→ **WHAT THE TASK REQUIRES**
Report every line in the items below that contains the word "glass", copying each such line in full.
▬▬▬▬▬▬
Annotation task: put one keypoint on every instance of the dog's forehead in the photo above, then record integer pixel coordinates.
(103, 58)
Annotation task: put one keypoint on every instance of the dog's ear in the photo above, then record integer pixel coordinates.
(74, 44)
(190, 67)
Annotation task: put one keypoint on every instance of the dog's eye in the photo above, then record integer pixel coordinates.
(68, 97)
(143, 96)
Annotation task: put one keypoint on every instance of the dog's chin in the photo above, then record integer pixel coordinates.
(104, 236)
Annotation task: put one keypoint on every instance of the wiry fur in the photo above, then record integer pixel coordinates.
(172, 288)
▬▬▬▬▬▬
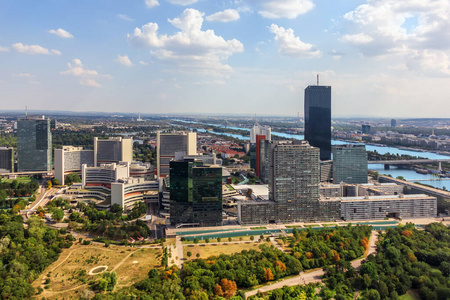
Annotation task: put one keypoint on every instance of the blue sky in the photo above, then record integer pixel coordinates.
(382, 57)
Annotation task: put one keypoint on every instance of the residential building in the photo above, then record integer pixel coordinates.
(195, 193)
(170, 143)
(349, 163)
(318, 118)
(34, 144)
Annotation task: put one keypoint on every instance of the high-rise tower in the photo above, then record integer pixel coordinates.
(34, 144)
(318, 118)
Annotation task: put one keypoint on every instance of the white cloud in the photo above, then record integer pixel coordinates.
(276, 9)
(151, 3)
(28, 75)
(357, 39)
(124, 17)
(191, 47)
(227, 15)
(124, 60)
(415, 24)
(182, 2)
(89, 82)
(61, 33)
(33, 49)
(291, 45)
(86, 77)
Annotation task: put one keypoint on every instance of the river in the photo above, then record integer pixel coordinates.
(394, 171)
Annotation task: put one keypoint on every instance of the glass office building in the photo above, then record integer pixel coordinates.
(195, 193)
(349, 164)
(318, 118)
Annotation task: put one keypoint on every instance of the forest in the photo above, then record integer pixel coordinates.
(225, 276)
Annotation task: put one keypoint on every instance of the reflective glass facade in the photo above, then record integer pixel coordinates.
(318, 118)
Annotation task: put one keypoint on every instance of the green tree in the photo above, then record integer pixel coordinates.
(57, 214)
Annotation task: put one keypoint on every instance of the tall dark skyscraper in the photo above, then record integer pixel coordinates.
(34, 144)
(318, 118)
▬▬▬▬▬▬
→ **EXERCISE SOLUTION**
Annotation task: put one keypoint on every instance of the glass office building in the photo above, then record integer pixel coordinates.
Annotation task: put one keypoint on every instance of the reflective glass facade in the photo above, then record integer pixel coordinates.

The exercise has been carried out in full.